---------- Selection

4.2 Convergence analysis

We will use the following notation. Let $A, B \in \mathbb{R}^{d \times d}$ be symmetric matrices. Recall that $A \succeq 0$ means that $A$ is PSD. We write $A \preceq B$ (respectively $A \succeq B$) to indicate that $B - A \succeq 0$ (respectively $A - B \succeq 0$). We will need the following statement, whose proof is left as an exercise.

Exercise: Let $A \in \mathbb{R}^{d \times d}$ be a symmetric matrix. Show that $A \preceq M I_{d \times d}$ if and only if the eigenvalues of $A$ are at most $M$. Similarly, $m I_{d \times d} \preceq A$ if and only if the eigenvalues of $A$ are at least $m$. [Hint: Observe that the eigenvectors of $A$ are also eigenvectors of the identity matrix $I_{d \times d}$.] $\lhd$

Definition (Smooth Function): Let $f : \mathbb{R}^d \to \mathbb{R}$ be twice continuously differentiable. We say that $f$ is $L$-smooth if

$$ - L I_{d \times d} \preceq \mathbf{H}_f(\mathbf{x}) \preceq L I_{d \times d}, \quad \forall \mathbf{x} \in \mathbb{R}^d. $$

$\lhd$


Lemma (Quadratic Bound for Smooth Functions): Let $f : \mathbb{R}^d \to \mathbb{R}$ be twice continuously differentiable. Then $f$ is $L$-smooth if and only if for all $\mathbf{x}, \mathbf{y} \in \mathbb{R}^d$ it holds that

$$ \left|f(\mathbf{y}) - \{f(\mathbf{x}) + \nabla f(\mathbf{x})^T(\mathbf{y} - \mathbf{x})\}\right| \leq \frac{L}{2} \|\mathbf{y} - \mathbf{x}\|^2. $$

Proof idea: We apply the Multivariate Taylor's Theorem, then use the extremal characterization of the eigenvalues to bound the second-order term.

Proof: By the Multivariate Taylor's Theorem, for any $\alpha > 0$ there is $\xi_\alpha \in (0,1)$

$$ f(\mathbf{x} + \alpha \mathbf{p}) = f(\mathbf{x}) + \alpha \nabla f(\mathbf{x})^T \mathbf{p} + \frac{1}{2} \alpha^2 \mathbf{p}^T \,\mathbf{H}_f(\mathbf{x} + \xi_\alpha \alpha \mathbf{p}) \,\mathbf{p} $$

where $\mathbf{p} = \mathbf{y} - \mathbf{x}$.

If $f$ is L-smooth, then at $\alpha = 1$ by Courant-Fischer

$$ - L \|\mathbf{p}\|^2 \leq \mathbf{p}^T \,\mathbf{H}_f(\mathbf{x} + \xi_1 \mathbf{p}) \,\mathbf{p} \leq L \|\mathbf{p}\|^2. $$

That implies the inequality in the statement.

--------------------
---------- Stored rows

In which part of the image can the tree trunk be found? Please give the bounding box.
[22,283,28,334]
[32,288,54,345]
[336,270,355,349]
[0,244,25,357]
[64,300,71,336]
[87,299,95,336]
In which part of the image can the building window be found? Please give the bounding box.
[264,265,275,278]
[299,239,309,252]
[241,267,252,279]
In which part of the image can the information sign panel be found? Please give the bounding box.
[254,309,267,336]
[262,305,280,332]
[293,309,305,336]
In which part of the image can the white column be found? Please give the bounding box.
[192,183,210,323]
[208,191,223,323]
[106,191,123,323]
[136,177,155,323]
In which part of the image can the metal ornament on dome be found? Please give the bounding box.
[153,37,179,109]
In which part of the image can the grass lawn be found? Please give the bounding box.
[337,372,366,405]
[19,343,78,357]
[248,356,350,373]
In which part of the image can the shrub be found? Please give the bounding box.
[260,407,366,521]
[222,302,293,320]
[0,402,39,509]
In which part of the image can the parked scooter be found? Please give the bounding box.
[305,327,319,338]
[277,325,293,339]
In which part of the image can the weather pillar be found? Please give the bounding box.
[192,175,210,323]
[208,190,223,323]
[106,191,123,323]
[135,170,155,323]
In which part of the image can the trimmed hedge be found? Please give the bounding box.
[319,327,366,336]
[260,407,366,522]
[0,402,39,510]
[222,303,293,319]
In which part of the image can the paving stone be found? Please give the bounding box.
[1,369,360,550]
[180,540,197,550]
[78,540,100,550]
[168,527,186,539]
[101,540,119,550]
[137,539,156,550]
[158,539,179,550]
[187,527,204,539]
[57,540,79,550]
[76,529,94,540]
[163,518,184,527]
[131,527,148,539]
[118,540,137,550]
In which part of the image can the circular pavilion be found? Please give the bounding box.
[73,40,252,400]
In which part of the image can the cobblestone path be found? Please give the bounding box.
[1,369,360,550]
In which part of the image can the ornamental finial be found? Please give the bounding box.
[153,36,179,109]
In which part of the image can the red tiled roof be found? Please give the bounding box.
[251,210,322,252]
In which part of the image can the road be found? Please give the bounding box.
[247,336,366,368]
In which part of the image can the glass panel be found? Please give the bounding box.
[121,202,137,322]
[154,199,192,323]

--------------------

=== Jobs ===
[a] Answer these questions from the convergence analysis section:
(i) In the exercise, what does the hint say to observe?
(ii) According to the proof idea, what is used to bound the second-order term?
(iii) In the proof, what is p defined as?
[b] Give everything in the records from the line that contains "In which part of the image can the weather" down to the line that contains "[222,303,293,319]", both ends included, as a Markdown table with the columns No. and Line. Number each row and leave out blank lines.
The convergence analysis section and the records have nothing to do with each other.

=== Written answers ===
[a]
(i) The eigenvectors of A are also eigenvectors of the identity matrix.
(ii) The extremal characterization of the eigenvalues.
(iii) p = y − x.

[b]
| No. | Line |
|---|---|
| 1 | In which part of the image can the weather pillar be found? Please give the bounding box. |
| 2 | [192,175,210,323] |
| 3 | [208,190,223,323] |
| 4 | [106,191,123,323] |
| 5 | [135,170,155,323] |
| 6 | In which part of the image can the trimmed hedge be found? Please give the bounding box. |
| 7 | [319,327,366,336] |
| 8 | [260,407,366,522] |
| 9 | [0,402,39,510] |
| 10 | [222,303,293,319] |